Every line that contains the word "clicks" should be copied from the records below.
(DATA EXCERPTS begins)
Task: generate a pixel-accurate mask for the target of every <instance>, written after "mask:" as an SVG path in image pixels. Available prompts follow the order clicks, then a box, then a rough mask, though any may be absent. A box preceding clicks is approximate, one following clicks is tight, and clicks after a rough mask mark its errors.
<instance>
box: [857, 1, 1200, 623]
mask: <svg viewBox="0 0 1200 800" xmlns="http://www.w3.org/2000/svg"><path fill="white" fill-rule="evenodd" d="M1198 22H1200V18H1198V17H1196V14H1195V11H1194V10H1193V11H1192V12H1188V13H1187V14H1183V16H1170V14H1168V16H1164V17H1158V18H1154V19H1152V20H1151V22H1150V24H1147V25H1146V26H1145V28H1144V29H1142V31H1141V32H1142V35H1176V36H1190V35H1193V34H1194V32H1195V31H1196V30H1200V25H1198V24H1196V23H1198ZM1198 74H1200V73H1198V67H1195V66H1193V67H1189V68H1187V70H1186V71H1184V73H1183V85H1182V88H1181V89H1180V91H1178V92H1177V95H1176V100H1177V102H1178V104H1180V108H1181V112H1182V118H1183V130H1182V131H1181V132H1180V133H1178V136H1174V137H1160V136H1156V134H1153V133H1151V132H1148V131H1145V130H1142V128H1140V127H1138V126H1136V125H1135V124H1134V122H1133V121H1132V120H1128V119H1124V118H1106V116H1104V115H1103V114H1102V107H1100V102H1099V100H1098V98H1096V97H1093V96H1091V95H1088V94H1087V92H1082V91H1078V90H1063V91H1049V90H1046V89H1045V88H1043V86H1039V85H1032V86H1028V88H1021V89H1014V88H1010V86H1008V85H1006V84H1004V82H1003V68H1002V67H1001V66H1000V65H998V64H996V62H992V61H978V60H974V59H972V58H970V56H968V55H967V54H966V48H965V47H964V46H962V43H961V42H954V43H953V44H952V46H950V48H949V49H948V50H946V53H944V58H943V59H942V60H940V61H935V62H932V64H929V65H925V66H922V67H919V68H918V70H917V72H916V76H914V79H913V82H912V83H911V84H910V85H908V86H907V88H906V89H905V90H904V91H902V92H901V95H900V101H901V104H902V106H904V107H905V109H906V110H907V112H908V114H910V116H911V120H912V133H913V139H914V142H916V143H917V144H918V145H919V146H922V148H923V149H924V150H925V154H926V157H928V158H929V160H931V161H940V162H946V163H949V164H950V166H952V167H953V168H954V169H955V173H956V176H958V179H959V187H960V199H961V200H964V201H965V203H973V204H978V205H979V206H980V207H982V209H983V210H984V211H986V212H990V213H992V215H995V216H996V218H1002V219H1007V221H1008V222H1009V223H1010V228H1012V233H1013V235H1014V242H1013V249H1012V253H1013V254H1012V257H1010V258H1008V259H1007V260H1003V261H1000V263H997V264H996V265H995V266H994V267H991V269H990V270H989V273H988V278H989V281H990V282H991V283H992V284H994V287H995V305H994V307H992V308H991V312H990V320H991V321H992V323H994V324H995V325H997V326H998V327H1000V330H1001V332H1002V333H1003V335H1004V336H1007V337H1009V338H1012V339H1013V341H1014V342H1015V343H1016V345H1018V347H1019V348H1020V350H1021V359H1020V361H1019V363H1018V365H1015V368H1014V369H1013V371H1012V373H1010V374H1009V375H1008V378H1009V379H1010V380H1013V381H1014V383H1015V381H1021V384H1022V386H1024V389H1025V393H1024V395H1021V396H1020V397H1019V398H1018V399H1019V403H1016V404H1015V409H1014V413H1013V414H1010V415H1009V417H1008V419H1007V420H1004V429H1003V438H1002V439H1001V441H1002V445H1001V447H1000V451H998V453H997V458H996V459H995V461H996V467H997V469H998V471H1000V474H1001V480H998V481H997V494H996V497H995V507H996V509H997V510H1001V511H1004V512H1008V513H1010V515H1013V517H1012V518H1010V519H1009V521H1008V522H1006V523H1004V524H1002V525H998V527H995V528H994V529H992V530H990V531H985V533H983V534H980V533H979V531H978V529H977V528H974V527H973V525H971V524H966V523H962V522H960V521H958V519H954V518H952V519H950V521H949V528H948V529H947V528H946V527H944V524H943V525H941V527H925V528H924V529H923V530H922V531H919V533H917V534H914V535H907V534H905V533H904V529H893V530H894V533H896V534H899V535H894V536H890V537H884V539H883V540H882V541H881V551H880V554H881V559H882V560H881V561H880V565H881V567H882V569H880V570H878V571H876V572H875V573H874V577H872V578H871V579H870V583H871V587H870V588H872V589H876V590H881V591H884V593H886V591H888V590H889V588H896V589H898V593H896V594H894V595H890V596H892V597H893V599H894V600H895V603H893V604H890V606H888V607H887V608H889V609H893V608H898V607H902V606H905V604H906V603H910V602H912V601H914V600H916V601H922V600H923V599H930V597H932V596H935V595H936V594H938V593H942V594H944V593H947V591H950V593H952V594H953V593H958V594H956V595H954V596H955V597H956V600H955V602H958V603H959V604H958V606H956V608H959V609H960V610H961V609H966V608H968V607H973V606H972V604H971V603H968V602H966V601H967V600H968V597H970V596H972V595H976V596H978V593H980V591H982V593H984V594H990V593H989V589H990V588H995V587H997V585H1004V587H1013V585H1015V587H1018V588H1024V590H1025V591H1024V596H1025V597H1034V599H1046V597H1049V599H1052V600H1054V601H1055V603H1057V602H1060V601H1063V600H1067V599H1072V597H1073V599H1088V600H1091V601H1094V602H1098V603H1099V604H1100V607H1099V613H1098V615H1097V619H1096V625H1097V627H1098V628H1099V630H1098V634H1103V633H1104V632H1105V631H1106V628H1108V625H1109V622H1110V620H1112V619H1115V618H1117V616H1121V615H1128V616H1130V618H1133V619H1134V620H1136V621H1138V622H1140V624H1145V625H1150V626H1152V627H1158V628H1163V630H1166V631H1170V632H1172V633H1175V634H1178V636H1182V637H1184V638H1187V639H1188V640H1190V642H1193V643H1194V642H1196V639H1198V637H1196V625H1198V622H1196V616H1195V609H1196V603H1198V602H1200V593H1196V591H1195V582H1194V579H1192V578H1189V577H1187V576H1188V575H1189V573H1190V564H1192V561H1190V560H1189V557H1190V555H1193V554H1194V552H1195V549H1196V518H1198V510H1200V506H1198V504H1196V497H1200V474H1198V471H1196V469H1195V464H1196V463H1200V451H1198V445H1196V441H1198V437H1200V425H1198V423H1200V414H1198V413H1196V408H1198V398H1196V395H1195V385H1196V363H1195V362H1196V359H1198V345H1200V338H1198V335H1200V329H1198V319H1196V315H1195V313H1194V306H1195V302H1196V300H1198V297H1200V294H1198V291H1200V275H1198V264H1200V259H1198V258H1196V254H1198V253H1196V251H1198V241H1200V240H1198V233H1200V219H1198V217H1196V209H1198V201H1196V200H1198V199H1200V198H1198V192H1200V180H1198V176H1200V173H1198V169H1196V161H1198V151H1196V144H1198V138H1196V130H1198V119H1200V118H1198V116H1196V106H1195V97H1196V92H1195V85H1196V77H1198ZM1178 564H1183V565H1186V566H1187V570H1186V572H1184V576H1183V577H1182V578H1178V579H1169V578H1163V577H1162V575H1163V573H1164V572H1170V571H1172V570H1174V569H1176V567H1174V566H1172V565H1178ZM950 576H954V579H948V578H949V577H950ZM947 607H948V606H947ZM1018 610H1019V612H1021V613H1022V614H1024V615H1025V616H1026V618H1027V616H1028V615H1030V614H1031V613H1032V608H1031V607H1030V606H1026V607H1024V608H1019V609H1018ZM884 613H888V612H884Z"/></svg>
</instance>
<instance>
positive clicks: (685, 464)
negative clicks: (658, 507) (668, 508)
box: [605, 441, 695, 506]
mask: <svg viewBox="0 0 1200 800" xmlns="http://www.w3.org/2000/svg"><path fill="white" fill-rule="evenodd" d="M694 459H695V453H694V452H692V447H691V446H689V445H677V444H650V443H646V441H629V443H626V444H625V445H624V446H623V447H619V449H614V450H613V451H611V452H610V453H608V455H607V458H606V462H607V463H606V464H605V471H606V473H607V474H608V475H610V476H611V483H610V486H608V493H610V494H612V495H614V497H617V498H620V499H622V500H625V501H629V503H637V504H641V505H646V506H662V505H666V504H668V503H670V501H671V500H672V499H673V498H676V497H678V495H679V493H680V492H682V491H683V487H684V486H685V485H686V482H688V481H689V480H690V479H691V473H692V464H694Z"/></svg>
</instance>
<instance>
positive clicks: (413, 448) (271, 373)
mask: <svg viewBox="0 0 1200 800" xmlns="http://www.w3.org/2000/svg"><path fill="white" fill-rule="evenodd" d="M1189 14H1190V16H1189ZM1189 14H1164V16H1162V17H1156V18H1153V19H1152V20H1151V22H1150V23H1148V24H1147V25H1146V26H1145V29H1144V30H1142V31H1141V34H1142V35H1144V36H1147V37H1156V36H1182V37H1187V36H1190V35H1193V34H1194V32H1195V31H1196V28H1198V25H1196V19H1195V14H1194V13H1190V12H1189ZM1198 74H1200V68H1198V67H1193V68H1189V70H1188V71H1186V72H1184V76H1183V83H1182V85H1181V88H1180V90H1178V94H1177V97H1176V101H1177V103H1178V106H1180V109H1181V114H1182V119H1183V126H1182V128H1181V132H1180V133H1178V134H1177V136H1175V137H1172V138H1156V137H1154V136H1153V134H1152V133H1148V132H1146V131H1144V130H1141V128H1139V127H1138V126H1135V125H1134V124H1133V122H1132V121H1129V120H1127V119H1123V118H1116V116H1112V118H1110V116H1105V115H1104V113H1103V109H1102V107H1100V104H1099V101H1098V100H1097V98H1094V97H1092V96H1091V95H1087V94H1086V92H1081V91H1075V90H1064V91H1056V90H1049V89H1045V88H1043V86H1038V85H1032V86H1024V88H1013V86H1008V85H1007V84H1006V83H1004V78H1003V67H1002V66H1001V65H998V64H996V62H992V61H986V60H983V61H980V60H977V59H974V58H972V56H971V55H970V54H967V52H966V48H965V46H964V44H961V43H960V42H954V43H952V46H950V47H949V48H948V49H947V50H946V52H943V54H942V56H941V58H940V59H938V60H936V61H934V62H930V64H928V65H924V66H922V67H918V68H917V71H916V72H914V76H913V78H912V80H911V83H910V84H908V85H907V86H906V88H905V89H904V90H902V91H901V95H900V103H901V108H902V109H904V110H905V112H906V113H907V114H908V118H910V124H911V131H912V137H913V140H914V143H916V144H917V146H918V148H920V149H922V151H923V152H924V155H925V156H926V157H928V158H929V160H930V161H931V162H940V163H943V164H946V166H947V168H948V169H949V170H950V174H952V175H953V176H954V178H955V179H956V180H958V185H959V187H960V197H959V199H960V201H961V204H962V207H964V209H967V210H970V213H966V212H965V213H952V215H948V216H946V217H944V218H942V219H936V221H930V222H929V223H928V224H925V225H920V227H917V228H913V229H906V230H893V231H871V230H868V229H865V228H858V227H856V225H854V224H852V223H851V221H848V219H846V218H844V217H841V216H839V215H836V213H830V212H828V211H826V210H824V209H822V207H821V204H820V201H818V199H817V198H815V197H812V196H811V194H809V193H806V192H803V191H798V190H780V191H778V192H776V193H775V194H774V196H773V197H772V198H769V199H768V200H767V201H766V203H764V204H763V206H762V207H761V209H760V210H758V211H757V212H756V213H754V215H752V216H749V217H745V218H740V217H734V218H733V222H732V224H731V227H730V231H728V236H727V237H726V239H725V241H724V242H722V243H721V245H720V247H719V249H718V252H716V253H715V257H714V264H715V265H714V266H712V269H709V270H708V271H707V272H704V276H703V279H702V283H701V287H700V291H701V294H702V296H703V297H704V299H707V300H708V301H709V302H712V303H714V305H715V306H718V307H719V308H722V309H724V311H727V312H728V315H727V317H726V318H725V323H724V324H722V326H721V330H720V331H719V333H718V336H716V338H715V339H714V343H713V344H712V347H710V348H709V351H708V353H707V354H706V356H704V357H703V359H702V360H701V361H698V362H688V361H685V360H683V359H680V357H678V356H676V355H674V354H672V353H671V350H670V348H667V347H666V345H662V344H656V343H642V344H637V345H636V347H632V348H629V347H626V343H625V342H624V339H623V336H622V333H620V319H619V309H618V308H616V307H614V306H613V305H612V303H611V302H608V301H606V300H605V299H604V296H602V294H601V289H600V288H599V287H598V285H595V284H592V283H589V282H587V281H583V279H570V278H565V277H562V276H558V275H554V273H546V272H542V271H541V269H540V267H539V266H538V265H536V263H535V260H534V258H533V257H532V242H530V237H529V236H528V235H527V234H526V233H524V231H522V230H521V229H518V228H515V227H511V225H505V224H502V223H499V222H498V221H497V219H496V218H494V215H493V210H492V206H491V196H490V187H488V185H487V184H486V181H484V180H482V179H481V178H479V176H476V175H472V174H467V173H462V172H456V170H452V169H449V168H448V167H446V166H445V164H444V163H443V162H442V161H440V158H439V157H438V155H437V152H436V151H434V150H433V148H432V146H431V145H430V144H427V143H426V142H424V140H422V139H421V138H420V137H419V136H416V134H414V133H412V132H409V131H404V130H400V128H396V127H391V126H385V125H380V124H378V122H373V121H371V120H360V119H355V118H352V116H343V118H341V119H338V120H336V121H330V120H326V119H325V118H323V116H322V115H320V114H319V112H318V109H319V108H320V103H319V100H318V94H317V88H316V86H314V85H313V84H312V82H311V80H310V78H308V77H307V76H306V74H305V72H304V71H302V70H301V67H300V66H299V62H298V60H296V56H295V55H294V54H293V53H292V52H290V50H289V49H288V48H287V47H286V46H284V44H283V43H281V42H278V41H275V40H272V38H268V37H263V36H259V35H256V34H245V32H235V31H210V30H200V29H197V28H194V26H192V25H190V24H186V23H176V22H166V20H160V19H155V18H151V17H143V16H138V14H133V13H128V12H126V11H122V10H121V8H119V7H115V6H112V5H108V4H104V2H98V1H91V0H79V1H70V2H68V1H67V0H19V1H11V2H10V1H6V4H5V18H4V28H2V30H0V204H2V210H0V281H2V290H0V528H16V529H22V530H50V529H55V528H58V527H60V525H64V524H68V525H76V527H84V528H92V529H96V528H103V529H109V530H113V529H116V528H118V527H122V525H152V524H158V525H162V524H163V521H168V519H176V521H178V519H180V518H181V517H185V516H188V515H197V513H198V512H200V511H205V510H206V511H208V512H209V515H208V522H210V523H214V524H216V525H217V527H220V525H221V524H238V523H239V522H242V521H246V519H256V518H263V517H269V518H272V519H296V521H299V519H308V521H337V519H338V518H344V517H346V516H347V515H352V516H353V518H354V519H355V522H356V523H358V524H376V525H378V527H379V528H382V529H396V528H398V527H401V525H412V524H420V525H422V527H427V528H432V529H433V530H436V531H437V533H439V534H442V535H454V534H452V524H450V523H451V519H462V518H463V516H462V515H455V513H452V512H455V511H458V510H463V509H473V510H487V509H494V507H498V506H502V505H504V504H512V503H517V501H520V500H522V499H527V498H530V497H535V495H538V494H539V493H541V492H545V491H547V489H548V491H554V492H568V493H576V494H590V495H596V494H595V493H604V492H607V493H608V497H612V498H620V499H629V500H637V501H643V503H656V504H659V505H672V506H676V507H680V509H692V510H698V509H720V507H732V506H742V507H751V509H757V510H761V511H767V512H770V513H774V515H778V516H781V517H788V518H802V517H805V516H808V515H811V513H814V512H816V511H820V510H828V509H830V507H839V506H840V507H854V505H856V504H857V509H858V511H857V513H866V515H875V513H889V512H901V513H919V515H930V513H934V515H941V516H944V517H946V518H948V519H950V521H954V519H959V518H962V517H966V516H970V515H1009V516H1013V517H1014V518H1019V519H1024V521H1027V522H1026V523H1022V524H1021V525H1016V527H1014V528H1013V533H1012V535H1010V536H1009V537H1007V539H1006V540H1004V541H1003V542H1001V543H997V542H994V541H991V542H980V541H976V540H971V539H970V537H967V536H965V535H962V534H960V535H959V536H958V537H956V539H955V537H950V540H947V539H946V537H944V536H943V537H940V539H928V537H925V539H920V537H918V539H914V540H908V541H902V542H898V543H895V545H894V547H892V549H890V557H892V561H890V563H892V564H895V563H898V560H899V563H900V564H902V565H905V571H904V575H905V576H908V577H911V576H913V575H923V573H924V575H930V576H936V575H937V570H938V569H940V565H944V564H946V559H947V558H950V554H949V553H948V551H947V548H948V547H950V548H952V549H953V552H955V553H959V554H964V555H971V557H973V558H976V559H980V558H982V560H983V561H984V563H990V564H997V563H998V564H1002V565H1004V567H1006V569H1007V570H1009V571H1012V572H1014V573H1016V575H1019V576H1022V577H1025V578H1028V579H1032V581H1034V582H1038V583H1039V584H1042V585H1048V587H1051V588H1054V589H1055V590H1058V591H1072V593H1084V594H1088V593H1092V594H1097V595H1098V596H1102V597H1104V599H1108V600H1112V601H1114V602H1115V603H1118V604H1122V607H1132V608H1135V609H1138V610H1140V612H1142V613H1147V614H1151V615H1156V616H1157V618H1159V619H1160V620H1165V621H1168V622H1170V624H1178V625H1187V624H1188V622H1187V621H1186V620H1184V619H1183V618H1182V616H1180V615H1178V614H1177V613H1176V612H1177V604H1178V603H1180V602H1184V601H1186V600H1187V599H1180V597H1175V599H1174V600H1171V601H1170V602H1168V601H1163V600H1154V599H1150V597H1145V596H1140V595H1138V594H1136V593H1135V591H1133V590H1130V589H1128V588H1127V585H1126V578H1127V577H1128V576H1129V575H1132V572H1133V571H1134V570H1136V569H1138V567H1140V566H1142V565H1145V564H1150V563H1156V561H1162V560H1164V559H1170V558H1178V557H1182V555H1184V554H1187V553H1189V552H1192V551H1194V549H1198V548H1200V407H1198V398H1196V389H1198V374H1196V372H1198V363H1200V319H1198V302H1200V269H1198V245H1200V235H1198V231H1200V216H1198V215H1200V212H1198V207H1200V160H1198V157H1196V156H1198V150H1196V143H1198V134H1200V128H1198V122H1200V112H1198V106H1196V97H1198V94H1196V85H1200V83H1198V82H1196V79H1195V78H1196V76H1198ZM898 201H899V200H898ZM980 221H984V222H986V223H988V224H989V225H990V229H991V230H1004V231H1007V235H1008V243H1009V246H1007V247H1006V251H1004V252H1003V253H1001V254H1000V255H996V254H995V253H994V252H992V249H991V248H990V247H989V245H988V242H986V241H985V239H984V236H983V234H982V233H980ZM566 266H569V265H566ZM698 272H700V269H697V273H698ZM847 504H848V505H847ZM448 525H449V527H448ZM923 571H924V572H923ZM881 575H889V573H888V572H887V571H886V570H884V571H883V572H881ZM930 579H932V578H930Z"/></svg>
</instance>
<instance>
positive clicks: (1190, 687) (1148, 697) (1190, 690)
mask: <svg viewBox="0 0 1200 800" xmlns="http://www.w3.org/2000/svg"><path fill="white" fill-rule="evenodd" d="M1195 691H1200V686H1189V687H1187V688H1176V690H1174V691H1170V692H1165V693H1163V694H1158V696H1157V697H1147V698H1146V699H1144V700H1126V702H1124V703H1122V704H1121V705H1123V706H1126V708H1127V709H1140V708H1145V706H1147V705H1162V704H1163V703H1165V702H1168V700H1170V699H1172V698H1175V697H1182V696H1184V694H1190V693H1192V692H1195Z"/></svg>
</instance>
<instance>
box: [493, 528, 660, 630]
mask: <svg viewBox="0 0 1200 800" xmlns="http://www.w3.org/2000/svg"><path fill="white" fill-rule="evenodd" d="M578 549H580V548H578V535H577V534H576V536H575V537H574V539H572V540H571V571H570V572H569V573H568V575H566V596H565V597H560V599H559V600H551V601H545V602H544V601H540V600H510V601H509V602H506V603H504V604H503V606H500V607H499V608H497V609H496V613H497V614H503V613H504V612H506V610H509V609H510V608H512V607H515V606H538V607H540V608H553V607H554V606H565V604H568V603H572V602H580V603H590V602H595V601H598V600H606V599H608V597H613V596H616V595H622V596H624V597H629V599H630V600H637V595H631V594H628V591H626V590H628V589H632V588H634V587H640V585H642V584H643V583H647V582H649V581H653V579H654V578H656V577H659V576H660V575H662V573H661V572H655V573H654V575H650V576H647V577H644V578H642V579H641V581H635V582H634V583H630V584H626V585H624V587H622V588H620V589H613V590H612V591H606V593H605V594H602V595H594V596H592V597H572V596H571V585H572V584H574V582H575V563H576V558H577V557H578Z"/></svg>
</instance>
(DATA EXCERPTS ends)
OUTPUT BELOW:
Task: generate a pixel-accurate mask for the target of every <instance>, written after "mask:" as an SVG path in image pixels. Available prompts follow the order clicks, then a box, then a rough mask, though any may be absent. A box preceding clicks is approximate, one following clicks is tight, and clicks after a rough mask mark its errors.
positive clicks: (685, 464)
negative clicks: (658, 507) (668, 508)
positive clicks: (413, 448) (271, 373)
positive clicks: (1190, 687) (1148, 697) (1190, 690)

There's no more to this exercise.